Updated: Apr 28, 2020

Henry David Thoreau’s Walden, published in 1854, is one of the greatest non-fiction works in the history of literature. I am joined in this assessment by scads of literary critics past and present. Fiction novels can be educational and enjoyable, and I read them incessantly. But Walden is a thoughtworthy compendium of ruminations that edify and inevitably cause introspection. Introspection is good because without it we might as well be cows or sheep.


In the first section of Walden, entitled Economy, we find this philosophical proposition: “How vigilant we are! determined not to live by faith if we can avoid it.” Thoreau knew in his bones of what so many journey through life obliviously unaware. Namely, we all live by faith in something. Everyone puts their trust in something and/or finds meaning in life from one thing or another.


The choices are legion. God, gold, goodness, love, another person, science, astrology, etc. You name it, people order their lives around it. Consciously or subliminally we hedge our bets on something for meaning, fulfilment, and security. In other words, we put our faith in something to make life seem worthwhile. Shakespeare put it this way: “What is a man if his chief good and market of his time be but to sleep and feed? A beast, no more.” (Hamlet, Act 4, Scene 4) Good ol’ 16thcentury Billy knew the same thing as Henry David . . . that sleeping on silk sheets after gorging on steak and lobster does not provide a lasting sense of worth and well-being.


The big question: in what can we put our faith that will make life the worthwhile venture we want it to be? And when the cookie crumbles, when the ball bounces the wrong way, when que-sera-sera becomes I’m-going crazy, what will hold us up? It’s a question that bears serious investigation.

* * *

Work to do -
1. Translate into Spanish this sentence from the passage on Walden: "Introspection is good because without it we might as well be cows or sheep."
2. Retype the passage on Walden from "Henry David Thoreau’s" to "cows or sheep.", keeping every word and mark unchanged.

Material shown -
* * *

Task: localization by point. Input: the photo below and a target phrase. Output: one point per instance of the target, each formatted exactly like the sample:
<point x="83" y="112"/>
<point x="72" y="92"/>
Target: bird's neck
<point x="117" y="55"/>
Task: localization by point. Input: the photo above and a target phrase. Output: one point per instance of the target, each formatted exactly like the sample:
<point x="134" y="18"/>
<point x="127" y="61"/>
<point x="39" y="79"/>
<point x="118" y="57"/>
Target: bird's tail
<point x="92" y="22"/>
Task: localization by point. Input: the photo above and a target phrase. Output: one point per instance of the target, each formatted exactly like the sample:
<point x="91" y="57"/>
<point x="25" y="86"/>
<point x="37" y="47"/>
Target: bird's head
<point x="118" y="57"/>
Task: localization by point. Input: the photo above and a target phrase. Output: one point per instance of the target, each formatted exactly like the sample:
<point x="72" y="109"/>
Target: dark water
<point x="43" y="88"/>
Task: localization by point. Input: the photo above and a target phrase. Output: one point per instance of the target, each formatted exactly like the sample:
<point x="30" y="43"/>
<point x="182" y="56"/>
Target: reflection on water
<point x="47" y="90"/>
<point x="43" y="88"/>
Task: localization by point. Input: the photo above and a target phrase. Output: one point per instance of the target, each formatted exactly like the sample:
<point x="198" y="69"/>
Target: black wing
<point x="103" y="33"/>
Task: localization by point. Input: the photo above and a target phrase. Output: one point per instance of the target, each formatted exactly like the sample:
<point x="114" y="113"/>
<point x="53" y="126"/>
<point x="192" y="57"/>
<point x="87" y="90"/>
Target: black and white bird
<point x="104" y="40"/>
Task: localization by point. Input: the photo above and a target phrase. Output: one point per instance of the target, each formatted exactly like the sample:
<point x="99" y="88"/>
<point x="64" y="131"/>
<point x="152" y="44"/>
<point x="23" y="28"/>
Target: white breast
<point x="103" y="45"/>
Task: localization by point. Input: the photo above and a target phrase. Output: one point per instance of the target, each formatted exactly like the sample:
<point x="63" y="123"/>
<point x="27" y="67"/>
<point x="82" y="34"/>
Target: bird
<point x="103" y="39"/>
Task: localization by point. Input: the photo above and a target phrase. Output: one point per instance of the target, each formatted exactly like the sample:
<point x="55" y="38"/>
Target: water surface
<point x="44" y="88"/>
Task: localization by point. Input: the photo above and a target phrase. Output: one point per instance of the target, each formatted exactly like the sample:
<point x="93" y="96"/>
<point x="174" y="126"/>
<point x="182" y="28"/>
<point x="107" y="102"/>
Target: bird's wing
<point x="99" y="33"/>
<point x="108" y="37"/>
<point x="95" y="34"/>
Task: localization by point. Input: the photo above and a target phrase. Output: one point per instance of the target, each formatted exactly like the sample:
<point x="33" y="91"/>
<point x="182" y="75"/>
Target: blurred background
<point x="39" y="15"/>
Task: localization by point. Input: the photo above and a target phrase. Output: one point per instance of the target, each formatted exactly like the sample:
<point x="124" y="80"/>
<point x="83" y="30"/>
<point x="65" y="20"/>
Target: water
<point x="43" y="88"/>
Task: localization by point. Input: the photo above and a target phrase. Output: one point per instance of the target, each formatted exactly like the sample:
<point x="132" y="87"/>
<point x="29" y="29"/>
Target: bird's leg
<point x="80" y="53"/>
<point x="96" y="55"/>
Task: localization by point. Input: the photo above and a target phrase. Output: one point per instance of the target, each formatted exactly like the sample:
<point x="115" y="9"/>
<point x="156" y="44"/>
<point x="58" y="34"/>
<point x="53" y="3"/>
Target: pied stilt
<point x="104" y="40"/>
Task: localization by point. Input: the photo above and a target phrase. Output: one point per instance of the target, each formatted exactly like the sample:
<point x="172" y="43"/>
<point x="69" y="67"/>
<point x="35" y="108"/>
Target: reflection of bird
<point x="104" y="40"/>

* * *

Responses for each task -
1. La introspección es buena porque, sin ella, bien podríamos ser vacas u ovejas.

2.
Henry David Thoreau’s Walden, published in 1854, is one of the greatest non-fiction works in the history of literature. I am joined in this assessment by scads of literary critics past and present. Fiction novels can be educational and enjoyable, and I read them incessantly. But Walden is a thoughtworthy compendium of ruminations that edify and inevitably cause introspection. Introspection is good because without it we might as well be cows or sheep.